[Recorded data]

· · ·

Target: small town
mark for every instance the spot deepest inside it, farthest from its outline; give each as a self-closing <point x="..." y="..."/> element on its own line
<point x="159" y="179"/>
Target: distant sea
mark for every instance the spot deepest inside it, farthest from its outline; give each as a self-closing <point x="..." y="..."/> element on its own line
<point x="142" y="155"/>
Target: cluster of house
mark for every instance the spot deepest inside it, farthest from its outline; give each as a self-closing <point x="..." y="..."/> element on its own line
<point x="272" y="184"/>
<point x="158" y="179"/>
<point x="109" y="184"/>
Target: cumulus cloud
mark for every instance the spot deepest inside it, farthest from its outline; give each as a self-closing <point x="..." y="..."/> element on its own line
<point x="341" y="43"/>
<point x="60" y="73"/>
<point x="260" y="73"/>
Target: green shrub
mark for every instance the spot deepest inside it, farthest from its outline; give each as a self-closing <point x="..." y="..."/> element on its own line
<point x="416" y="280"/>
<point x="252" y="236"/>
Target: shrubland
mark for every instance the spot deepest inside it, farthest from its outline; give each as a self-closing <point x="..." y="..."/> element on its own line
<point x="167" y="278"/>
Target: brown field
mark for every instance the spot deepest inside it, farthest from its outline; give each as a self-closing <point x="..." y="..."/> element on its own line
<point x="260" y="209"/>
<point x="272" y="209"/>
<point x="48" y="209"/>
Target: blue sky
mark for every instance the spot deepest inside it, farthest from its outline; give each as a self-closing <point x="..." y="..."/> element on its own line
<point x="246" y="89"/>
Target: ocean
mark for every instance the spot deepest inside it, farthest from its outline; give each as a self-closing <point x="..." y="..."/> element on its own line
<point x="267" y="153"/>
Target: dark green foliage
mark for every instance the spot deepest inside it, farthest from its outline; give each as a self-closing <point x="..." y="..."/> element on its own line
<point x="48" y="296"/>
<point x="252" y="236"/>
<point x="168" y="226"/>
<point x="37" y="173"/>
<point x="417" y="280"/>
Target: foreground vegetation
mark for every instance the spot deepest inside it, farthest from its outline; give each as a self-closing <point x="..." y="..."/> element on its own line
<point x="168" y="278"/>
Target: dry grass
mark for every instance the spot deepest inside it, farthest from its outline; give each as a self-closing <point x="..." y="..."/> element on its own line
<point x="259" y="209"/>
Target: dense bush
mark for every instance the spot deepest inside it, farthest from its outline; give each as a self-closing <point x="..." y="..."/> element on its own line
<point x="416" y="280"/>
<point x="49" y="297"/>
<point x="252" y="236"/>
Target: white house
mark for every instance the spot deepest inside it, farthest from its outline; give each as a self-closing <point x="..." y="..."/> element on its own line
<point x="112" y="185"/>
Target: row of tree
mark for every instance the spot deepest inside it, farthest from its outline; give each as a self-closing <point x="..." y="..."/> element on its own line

· · ·

_EXERCISE INSTRUCTIONS_: Repeat the records above in full, character for character.

_WRITTEN ANSWER_:
Target: small town
mark for every instance the spot deepest inside it, farthest from its outline; give each as a self-closing <point x="..." y="..."/> element on its own line
<point x="159" y="179"/>
Target: distant sea
mark for every instance the spot deepest inside it, farthest from its outline; give each as a self-closing <point x="..." y="..."/> element on its own line
<point x="142" y="155"/>
Target: cluster of house
mark for every instance the spot deepest inside it, farthest from its outline; give each as a self-closing <point x="..." y="..."/> element on its own line
<point x="272" y="184"/>
<point x="158" y="179"/>
<point x="109" y="184"/>
Target: cumulus cloud
mark for every instance the spot deepest inside it, farthest from its outline; give each as a self-closing <point x="..." y="..."/> element on its own line
<point x="341" y="43"/>
<point x="60" y="73"/>
<point x="260" y="73"/>
Target: green shrub
mark for every instance the spot deepest inside it, farthest from its outline; give each as a self-closing <point x="..." y="..."/> element on its own line
<point x="416" y="280"/>
<point x="252" y="236"/>
Target: shrubland
mark for every instance the spot deepest inside it, farthest from its outline; give each as a self-closing <point x="..." y="..."/> element on its own line
<point x="167" y="278"/>
Target: brown field
mark for every instance the spot deepest inside it, farthest from its outline; give each as a self-closing <point x="..." y="..."/> element on its own line
<point x="260" y="209"/>
<point x="272" y="209"/>
<point x="48" y="209"/>
Target: blue sky
mark for every instance the spot deepest inside it, farthest from its outline; give each as a self-closing <point x="..." y="..."/> element on its own line
<point x="246" y="89"/>
Target: ocean
mark for every instance the spot deepest inside it, farthest from its outline; give each as a self-closing <point x="..." y="..."/> element on its own line
<point x="267" y="153"/>
Target: dark green foliage
mark for every instance the spot deepest inside it, farthest from its outline; give each as a self-closing <point x="..." y="..."/> element on its own line
<point x="48" y="296"/>
<point x="252" y="236"/>
<point x="168" y="226"/>
<point x="37" y="173"/>
<point x="417" y="280"/>
Target: foreground vegetation
mark for every instance the spot deepest inside it, farthest from its outline; give each as a self-closing <point x="..." y="..."/> element on its own line
<point x="168" y="278"/>
Target: dry grass
mark for every instance the spot deepest inside it, farthest from its outline; give each as a self-closing <point x="..." y="..."/> element on its own line
<point x="259" y="209"/>
Target: dense bush
mark for every instance the spot deepest inside it, farthest from its outline; give each as a self-closing <point x="..." y="..."/> element on its own line
<point x="416" y="280"/>
<point x="49" y="297"/>
<point x="252" y="236"/>
Target: white house
mark for every instance the spot deepest inside it, farthest from its outline; give each as a self-closing <point x="..." y="..."/> element on its own line
<point x="112" y="185"/>
Target: row of tree
mark for every instance the spot deepest inside it, farthest from its outline; give each as a self-closing <point x="..." y="..."/> element on its own line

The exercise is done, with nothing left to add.